• **Request**
Copy everything from the line that contains "Where can the green grass slope" down to the last line, requests included. Multiply each point coordinate in the answers by 1.7 and round to whole numbers, with halves rounded up.

• **Material provided**
>> begin

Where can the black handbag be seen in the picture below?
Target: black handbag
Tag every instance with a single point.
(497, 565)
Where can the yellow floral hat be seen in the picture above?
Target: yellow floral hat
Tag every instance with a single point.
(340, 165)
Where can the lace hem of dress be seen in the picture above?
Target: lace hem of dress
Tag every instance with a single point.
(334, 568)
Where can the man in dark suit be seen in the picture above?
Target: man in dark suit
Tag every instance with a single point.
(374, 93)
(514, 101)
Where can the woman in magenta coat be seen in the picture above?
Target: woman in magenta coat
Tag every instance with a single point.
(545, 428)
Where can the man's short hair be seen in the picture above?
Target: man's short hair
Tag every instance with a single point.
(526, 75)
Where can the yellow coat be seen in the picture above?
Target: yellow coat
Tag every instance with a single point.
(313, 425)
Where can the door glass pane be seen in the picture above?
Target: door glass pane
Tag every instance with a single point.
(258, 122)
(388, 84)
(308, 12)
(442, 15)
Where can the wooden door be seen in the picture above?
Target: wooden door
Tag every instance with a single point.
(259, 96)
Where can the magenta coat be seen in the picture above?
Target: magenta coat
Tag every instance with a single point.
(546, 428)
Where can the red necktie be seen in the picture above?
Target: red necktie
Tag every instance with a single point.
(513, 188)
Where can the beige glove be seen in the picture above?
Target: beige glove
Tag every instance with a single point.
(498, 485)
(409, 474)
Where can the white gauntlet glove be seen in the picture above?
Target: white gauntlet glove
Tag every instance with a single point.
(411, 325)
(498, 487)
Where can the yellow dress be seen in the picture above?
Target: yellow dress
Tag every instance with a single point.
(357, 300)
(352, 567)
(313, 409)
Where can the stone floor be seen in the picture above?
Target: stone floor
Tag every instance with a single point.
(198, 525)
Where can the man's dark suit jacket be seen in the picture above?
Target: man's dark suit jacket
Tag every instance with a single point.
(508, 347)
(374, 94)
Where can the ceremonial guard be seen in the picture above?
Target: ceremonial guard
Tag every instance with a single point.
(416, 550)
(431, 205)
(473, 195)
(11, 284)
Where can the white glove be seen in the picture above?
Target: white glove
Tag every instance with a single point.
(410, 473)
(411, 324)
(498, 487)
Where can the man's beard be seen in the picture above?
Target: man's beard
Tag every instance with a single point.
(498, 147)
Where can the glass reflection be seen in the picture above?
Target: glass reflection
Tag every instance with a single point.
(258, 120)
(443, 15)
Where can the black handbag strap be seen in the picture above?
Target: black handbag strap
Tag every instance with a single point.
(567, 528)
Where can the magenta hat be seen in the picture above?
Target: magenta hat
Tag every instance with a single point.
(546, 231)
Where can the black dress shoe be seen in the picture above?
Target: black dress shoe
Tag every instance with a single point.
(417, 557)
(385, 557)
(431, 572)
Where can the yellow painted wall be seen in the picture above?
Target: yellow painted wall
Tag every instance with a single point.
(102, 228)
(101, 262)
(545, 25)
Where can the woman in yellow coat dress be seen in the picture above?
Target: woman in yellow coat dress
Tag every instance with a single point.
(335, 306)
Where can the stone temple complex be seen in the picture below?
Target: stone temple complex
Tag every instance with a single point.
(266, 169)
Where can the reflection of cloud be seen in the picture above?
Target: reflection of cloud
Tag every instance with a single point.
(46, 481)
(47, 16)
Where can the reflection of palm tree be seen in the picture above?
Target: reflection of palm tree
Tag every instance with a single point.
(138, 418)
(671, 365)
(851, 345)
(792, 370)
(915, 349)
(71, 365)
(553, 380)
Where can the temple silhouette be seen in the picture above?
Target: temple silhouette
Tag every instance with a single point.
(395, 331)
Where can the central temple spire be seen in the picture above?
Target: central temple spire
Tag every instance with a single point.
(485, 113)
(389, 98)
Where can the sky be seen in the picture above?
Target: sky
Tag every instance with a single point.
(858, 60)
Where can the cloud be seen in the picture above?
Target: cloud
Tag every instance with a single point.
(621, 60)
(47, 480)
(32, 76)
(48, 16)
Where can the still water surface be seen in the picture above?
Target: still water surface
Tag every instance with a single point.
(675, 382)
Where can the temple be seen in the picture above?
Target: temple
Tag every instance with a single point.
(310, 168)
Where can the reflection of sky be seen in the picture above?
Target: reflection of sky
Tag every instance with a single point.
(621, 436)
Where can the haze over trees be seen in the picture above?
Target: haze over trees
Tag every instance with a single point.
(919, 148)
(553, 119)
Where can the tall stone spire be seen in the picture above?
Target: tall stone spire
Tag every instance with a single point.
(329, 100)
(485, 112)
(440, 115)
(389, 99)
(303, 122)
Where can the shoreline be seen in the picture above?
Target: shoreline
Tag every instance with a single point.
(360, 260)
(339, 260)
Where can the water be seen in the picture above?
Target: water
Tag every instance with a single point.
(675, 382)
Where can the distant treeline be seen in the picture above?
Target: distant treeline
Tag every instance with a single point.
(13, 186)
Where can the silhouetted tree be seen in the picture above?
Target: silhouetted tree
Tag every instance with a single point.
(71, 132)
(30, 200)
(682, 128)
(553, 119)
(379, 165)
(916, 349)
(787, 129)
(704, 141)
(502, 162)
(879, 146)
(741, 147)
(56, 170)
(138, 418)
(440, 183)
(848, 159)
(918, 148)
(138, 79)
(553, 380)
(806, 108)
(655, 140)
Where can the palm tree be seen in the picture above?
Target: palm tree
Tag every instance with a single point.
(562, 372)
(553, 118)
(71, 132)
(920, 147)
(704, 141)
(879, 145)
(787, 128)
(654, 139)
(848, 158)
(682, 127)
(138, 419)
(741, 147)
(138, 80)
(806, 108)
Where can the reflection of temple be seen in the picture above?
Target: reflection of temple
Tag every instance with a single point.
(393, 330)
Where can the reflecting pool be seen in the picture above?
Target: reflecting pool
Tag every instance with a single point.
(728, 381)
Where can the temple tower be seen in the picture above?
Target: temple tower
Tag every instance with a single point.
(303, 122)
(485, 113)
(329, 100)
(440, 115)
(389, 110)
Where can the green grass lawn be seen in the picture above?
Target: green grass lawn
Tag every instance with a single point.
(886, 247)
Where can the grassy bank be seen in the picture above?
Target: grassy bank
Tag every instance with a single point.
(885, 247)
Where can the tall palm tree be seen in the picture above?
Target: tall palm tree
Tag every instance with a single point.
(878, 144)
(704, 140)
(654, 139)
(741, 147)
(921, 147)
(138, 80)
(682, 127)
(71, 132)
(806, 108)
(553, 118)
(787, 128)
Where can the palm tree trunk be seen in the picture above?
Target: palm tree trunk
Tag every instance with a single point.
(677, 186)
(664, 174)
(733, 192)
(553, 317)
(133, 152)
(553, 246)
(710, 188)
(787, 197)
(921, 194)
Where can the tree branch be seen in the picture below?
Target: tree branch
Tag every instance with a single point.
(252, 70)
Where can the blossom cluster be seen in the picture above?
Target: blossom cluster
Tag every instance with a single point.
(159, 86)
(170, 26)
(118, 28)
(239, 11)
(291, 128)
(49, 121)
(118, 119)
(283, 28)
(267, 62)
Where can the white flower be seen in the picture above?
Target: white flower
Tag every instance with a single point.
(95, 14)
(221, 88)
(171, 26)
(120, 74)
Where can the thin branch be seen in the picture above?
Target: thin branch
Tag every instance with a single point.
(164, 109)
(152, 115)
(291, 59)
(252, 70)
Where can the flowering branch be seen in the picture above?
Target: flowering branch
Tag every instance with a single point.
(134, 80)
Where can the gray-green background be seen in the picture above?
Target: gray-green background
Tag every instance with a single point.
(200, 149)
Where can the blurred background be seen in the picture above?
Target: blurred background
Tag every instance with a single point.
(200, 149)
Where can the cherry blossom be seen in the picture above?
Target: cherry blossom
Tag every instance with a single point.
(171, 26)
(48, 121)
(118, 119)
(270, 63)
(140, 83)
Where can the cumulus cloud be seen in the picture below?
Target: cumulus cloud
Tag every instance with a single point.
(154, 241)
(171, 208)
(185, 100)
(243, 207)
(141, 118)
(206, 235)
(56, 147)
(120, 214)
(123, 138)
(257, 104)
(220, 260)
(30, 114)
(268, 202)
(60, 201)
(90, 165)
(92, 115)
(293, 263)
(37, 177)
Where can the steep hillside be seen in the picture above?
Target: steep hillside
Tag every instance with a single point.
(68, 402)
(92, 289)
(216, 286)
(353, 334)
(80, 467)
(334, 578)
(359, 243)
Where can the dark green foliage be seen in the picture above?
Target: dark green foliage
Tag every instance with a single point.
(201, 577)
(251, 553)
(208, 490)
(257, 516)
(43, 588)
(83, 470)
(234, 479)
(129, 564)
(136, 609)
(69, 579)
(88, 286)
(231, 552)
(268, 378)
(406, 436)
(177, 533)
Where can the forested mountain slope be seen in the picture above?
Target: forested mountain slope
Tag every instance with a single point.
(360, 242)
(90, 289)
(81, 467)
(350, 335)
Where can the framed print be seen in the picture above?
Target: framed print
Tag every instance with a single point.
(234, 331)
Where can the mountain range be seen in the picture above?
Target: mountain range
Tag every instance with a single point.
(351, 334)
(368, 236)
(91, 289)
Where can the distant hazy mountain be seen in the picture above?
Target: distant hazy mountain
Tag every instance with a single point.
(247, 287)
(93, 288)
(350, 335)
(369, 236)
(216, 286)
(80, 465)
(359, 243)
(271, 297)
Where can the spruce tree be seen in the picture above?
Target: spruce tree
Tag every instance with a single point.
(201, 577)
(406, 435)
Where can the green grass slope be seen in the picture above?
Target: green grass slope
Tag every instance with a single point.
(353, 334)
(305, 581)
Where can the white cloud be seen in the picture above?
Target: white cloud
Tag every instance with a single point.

>> end

• **Finished answer**
Where can the green grass slope be seen in the picture above?
Target: green grass slope
Tag every instance with a single point.
(600, 568)
(519, 988)
Where can the white cloud be seen in the picture above?
Target: white cloud
Tag every instance with a single point.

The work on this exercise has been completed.